Task requirements:
1. From the forum post about Bitcoin transactions, quote the part that opens with the words containing "The official wiki" and closes with "don't have enough?".
2. In the forum post about Bitcoin transactions, what happens to the remainder when more BTC gets sent than the amount specified?

Text segment:
* BEGIN *

I think I may have found the explanation for what you guys are saying.  When you send BTC somewhere, more may get sent then you specified, the remainder coming back to you as another transaction to a new address, keeping the expected balance correct.  This phenomenon is mentioned here: http://blockexplorer.com/address/19p3N7TwiJkWDcAcRce6tBLkS2pMhwPQcc  

The official wiki does not mention this effect in the "transaction" section, which is probably why I have been so confused.  This answers my questions in regards to backing up the wallet and keypool, but now I have questions as to why bitcoins does something so strange.  Sends more money then u specify, and then sends the remainder back to a different address.  Is it for security or something?  How is the extra amount determined, and what happens if you don't have enough?

* END *

(Saved data entries)

* BEGIN *

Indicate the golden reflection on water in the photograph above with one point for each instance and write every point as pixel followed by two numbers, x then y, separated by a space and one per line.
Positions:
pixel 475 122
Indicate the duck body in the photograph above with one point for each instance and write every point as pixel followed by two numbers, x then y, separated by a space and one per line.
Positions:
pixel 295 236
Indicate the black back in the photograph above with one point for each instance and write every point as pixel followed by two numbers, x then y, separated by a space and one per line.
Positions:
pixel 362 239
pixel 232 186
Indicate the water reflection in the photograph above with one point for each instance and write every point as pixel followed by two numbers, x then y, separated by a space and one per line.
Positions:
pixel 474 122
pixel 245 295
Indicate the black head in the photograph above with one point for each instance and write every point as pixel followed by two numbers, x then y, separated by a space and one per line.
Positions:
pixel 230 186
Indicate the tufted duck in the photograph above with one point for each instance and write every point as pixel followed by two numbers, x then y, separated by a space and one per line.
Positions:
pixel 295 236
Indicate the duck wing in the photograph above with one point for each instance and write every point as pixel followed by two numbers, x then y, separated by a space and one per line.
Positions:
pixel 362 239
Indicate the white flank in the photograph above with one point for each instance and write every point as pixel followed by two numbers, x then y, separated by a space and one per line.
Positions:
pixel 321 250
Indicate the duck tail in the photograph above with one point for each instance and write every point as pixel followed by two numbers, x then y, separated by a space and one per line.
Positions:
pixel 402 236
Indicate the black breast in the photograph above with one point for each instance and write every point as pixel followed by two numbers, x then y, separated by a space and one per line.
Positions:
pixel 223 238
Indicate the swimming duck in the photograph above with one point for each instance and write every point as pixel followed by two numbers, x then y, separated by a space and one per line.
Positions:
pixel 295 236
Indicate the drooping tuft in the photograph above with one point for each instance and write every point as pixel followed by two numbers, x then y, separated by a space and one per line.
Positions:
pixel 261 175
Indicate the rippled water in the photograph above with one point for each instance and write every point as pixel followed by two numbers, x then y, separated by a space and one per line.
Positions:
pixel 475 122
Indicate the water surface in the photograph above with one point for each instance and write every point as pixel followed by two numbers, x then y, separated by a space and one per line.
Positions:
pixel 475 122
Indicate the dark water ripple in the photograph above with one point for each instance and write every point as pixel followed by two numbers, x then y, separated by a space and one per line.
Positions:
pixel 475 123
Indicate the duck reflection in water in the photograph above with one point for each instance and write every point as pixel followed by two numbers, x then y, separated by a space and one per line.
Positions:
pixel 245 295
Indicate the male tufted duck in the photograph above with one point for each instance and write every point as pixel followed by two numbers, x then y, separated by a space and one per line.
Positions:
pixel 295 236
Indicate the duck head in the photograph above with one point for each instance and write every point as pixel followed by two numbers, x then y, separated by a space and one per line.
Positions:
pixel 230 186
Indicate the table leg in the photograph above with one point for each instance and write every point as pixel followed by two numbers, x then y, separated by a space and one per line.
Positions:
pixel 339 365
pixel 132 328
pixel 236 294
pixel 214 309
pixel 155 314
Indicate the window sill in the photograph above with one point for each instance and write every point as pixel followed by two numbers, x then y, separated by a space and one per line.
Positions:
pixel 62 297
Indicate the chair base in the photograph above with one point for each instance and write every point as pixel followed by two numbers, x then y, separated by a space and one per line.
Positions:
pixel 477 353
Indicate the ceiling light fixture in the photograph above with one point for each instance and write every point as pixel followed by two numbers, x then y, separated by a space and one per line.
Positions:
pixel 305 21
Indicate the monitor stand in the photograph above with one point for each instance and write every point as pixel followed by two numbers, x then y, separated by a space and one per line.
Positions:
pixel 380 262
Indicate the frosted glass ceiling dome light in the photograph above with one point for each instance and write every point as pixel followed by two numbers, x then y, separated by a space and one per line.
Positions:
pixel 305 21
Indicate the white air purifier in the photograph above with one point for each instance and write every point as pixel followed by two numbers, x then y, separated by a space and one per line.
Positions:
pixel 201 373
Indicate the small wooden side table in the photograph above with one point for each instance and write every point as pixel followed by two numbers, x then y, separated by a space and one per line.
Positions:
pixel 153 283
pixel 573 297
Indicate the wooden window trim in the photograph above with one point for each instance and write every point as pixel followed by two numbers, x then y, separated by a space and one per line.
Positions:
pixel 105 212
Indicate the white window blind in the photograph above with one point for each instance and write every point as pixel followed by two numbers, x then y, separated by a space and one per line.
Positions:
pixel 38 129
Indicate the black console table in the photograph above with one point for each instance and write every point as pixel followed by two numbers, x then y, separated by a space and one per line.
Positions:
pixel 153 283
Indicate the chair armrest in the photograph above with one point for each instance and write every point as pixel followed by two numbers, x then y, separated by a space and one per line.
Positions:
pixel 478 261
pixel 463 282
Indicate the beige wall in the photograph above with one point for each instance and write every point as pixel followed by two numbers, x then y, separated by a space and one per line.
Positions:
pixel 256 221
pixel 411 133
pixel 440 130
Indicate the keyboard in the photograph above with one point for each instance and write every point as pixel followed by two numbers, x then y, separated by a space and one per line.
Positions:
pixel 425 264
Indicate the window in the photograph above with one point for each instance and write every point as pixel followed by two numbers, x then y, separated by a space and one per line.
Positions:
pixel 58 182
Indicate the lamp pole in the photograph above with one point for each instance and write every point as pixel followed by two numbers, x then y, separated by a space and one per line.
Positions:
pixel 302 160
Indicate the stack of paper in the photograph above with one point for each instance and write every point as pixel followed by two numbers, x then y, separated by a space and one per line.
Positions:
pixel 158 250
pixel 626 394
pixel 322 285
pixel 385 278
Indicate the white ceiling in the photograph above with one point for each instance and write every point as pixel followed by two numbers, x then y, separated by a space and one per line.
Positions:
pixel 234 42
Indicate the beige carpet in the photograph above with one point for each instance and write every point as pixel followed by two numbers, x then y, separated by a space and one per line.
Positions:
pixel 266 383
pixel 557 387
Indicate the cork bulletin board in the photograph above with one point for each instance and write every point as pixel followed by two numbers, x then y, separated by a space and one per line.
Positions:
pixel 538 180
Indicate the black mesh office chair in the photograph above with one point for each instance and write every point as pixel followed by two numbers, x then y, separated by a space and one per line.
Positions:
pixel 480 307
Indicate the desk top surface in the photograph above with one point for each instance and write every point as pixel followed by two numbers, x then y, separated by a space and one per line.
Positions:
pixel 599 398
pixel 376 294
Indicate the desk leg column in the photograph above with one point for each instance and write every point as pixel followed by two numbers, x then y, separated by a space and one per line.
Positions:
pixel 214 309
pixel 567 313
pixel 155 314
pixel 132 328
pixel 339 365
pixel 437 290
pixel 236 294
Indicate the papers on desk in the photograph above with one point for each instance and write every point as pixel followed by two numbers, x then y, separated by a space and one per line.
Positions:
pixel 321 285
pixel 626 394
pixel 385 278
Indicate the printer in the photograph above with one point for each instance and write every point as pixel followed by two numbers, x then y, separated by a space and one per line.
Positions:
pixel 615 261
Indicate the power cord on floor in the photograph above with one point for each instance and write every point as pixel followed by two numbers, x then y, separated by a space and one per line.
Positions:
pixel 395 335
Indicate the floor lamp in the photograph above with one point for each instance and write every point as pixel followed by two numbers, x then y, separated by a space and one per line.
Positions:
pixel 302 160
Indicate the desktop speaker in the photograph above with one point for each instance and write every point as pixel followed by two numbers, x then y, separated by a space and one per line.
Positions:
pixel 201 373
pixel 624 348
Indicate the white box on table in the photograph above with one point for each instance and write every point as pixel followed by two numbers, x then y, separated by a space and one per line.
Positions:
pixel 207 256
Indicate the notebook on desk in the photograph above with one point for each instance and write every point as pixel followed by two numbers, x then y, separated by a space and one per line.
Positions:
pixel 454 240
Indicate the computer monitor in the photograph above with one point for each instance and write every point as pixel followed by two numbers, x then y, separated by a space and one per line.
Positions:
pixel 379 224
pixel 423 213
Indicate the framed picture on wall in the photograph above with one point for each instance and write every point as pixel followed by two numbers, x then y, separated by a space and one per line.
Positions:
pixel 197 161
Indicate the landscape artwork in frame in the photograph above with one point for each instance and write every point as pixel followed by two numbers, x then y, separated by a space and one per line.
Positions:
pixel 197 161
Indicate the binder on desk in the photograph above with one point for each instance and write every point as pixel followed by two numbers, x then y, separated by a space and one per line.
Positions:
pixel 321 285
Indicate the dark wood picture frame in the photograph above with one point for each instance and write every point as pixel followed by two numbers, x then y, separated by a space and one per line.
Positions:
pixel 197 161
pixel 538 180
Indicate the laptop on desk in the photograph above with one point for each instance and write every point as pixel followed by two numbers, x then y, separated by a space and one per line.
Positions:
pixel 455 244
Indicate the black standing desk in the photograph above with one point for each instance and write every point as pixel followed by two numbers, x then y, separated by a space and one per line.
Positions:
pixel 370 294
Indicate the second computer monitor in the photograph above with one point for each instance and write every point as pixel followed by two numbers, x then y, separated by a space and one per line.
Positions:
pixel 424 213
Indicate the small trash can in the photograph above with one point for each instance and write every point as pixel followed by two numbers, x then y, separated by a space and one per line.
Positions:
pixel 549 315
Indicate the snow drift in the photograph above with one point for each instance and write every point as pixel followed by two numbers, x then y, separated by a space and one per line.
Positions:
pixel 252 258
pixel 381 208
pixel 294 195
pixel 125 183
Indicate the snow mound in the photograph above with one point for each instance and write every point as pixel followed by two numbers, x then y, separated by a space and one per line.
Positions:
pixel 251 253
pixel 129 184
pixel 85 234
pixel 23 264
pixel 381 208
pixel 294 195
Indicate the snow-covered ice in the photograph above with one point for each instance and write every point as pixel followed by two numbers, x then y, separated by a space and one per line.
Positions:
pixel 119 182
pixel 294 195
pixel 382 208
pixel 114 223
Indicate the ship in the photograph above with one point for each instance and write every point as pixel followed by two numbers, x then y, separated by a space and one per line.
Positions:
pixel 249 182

* END *

Answers to each task:
1.
The official wiki does not mention this effect in the "transaction" section, which is probably why I have been so confused.  This answers my questions in regards to backing up the wallet and keypool, but now I have questions as to why bitcoins does something so strange.  Sends more money then u specify, and then sends the remainder back to a different address.  Is it for security or something?  How is the extra amount determined, and what happens if you don't have enough?

2. It comes back to the sender as another transaction to a new address.